══ Exercise passage ══
Perplexity confidently described a Google algorithm update that never happened. If a marketing team adjusted their SEO strategy based on that fabricated update, they'd have wasted weeks optimizing for criteria that don't exist. And they'd have no way of knowing unless someone on the team had the experience to spot it.
It's worth flagging that 76% of marketers now use generative AI daily. Most companies aren't checking the output against primary sources. The AI slop loop means the output is getting less reliable over time, but most workflows haven't added verification steps to account for that drift.
A University of Florida study published in the Journal of Marketing Research found that the flood of low-quality AI content is already congesting recommendation systems, making it harder for both consumers and professionals to surface quality work. "Because the quantity is so large, it congests the recommendation systems," the study's lead author Tianxin Zou noted. The volume problem feeds the quality problem feeds the volume problem.
Your AI Research Workflow Probably Has a Credibility Gap
The uncomfortable part of this: if you're using an LLM as a research starting point (and from what I've seen, most marketers are), you now need a verification step between "AI told me this" and "I'm going to act on this." That's annoying, because the whole point of using AI for research was to save time. But the alternative is making decisions on increasingly contaminated information.
═══
══ Exercise data ══
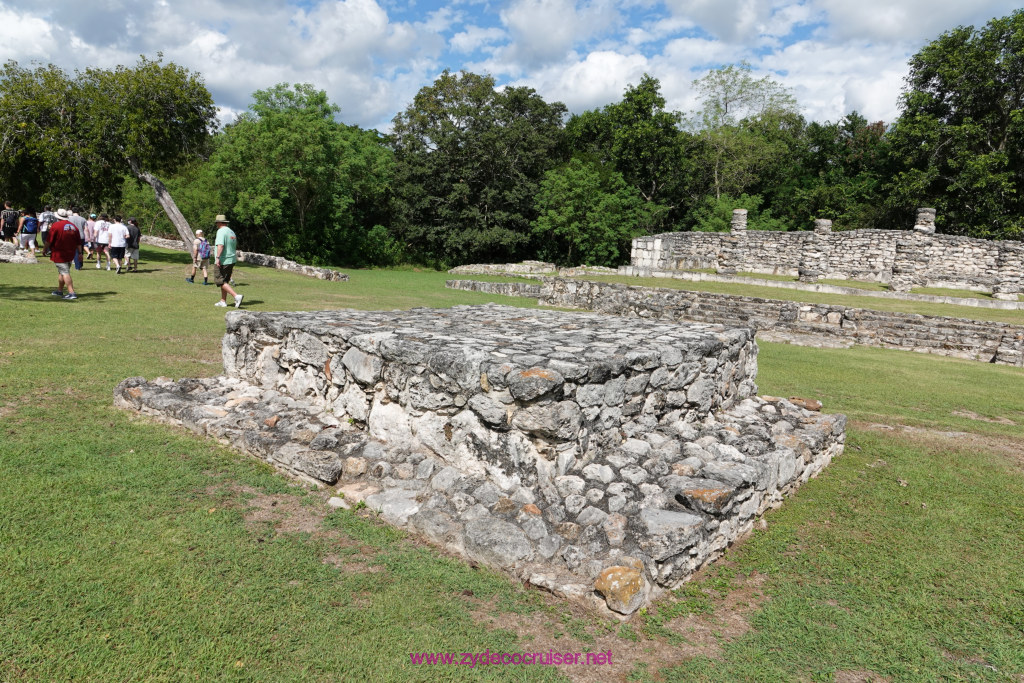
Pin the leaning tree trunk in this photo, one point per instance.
(164, 197)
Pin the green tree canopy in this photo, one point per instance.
(309, 186)
(745, 128)
(86, 131)
(587, 215)
(468, 162)
(640, 139)
(960, 138)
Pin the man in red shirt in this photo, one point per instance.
(66, 244)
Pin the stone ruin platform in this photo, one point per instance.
(602, 458)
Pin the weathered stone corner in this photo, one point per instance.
(601, 458)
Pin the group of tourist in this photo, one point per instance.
(70, 240)
(223, 251)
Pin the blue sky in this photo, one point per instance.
(373, 55)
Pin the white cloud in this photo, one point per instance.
(373, 55)
(590, 83)
(475, 37)
(912, 20)
(547, 30)
(829, 81)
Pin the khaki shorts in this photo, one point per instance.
(222, 273)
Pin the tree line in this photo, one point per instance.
(475, 173)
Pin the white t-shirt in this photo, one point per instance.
(102, 232)
(119, 235)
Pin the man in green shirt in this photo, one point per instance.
(225, 245)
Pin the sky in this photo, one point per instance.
(372, 56)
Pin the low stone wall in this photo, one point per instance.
(503, 289)
(284, 264)
(814, 325)
(915, 257)
(11, 254)
(259, 259)
(175, 245)
(590, 455)
(819, 287)
(530, 269)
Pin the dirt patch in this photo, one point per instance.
(541, 633)
(858, 676)
(286, 512)
(729, 621)
(960, 442)
(704, 635)
(981, 418)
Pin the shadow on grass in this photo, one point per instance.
(23, 293)
(146, 255)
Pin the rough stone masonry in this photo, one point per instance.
(601, 458)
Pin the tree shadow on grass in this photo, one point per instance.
(145, 255)
(26, 293)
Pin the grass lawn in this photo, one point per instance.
(135, 551)
(877, 303)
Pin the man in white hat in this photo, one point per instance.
(201, 258)
(224, 245)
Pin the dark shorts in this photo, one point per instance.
(222, 273)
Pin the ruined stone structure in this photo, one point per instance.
(590, 455)
(812, 325)
(11, 254)
(259, 259)
(902, 258)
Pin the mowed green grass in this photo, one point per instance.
(876, 303)
(129, 550)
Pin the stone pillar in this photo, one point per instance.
(1010, 264)
(813, 256)
(909, 253)
(738, 221)
(730, 257)
(926, 221)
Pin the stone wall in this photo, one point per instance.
(589, 455)
(259, 259)
(903, 258)
(816, 325)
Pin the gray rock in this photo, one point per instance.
(532, 383)
(446, 479)
(596, 472)
(574, 503)
(591, 516)
(425, 469)
(366, 369)
(491, 412)
(548, 546)
(667, 534)
(573, 557)
(633, 474)
(560, 422)
(569, 484)
(535, 527)
(394, 505)
(497, 542)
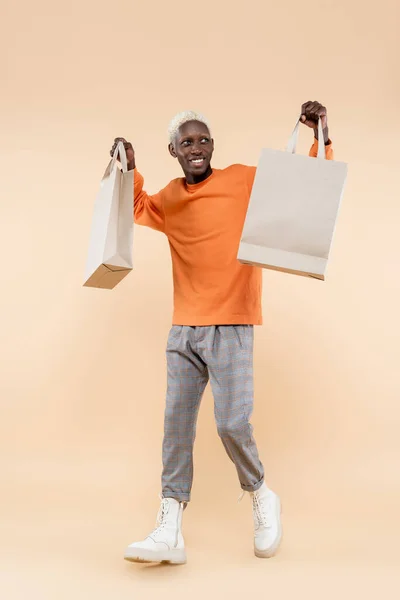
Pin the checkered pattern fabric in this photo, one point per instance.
(222, 355)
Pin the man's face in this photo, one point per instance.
(193, 147)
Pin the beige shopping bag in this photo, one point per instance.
(110, 247)
(292, 211)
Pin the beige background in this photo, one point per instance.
(82, 371)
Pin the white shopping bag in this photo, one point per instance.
(292, 211)
(110, 248)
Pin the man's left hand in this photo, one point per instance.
(310, 113)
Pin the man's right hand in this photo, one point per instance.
(130, 153)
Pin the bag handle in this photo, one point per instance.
(292, 144)
(120, 149)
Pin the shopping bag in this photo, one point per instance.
(292, 211)
(110, 247)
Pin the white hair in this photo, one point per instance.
(182, 118)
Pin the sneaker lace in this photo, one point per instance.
(162, 515)
(261, 509)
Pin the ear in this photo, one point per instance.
(172, 150)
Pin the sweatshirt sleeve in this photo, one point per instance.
(328, 150)
(147, 210)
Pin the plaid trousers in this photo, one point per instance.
(222, 355)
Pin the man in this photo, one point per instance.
(217, 302)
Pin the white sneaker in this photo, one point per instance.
(165, 543)
(267, 522)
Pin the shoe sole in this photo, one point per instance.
(272, 550)
(173, 557)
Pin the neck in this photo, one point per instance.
(193, 179)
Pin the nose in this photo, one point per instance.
(196, 148)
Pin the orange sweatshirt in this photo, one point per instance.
(204, 223)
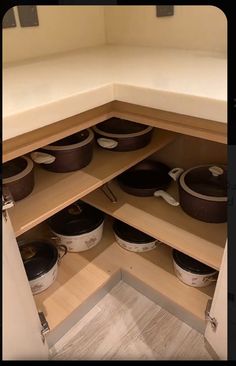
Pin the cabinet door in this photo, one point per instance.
(21, 325)
(216, 336)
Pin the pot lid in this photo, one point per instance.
(190, 264)
(38, 257)
(206, 181)
(74, 141)
(130, 234)
(120, 126)
(76, 219)
(146, 175)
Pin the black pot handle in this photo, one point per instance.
(64, 249)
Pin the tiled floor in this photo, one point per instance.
(125, 325)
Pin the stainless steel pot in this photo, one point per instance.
(41, 258)
(122, 135)
(18, 177)
(68, 154)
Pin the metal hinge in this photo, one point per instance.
(45, 327)
(209, 318)
(7, 201)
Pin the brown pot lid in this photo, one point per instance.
(148, 174)
(200, 182)
(120, 128)
(39, 257)
(74, 141)
(130, 234)
(190, 264)
(16, 169)
(76, 219)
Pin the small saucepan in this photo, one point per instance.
(203, 192)
(122, 135)
(68, 154)
(192, 272)
(147, 178)
(79, 226)
(18, 177)
(202, 189)
(132, 239)
(41, 259)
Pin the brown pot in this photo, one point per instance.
(18, 177)
(122, 135)
(68, 154)
(203, 192)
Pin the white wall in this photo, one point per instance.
(61, 28)
(191, 27)
(64, 28)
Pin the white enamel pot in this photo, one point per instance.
(192, 272)
(80, 243)
(41, 259)
(134, 247)
(79, 226)
(132, 239)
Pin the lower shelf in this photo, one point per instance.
(171, 225)
(82, 274)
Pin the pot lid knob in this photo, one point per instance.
(216, 171)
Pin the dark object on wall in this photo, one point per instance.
(9, 20)
(28, 15)
(165, 10)
(18, 177)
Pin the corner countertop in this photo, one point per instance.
(42, 91)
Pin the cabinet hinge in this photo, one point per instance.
(45, 327)
(7, 201)
(209, 318)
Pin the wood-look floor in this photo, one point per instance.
(125, 325)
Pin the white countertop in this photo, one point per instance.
(42, 91)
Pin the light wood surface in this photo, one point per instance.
(188, 125)
(206, 129)
(54, 191)
(202, 241)
(81, 274)
(126, 325)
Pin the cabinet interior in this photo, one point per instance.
(82, 274)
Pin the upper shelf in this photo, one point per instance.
(54, 191)
(43, 91)
(171, 225)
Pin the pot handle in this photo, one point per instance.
(42, 158)
(64, 249)
(175, 173)
(107, 143)
(216, 171)
(167, 197)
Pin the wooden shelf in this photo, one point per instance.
(54, 191)
(188, 125)
(82, 274)
(202, 241)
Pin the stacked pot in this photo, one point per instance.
(192, 272)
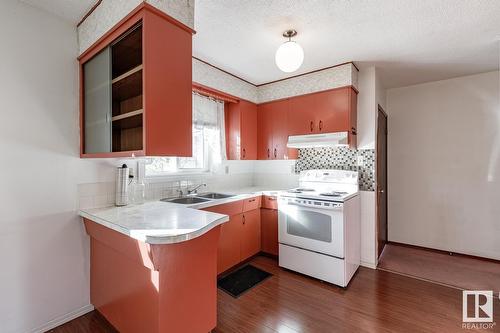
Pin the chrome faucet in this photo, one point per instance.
(195, 189)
═══
▸ What needs to be done
Copy the stretch of the AI research passage from "It's worth flagging" through "the volume problem.", renaming "recommendation systems" to "discovery feeds" everywhere it appears. This material has no role here.

▸ Response
It's worth flagging that 76% of marketers now use generative AI daily. Most companies aren't checking the output against primary sources. The AI slop loop means the output is getting less reliable over time, but most workflows haven't added verification steps to account for that drift.
A University of Florida study published in the Journal of Marketing Research found that the flood of low-quality AI content is already congesting discovery feeds, making it harder for both consumers and professionals to surface quality work. "Because the quantity is so large, it congests the discovery feeds," the study's lead author Tianxin Zou noted. The volume problem feeds the quality problem feeds the volume problem.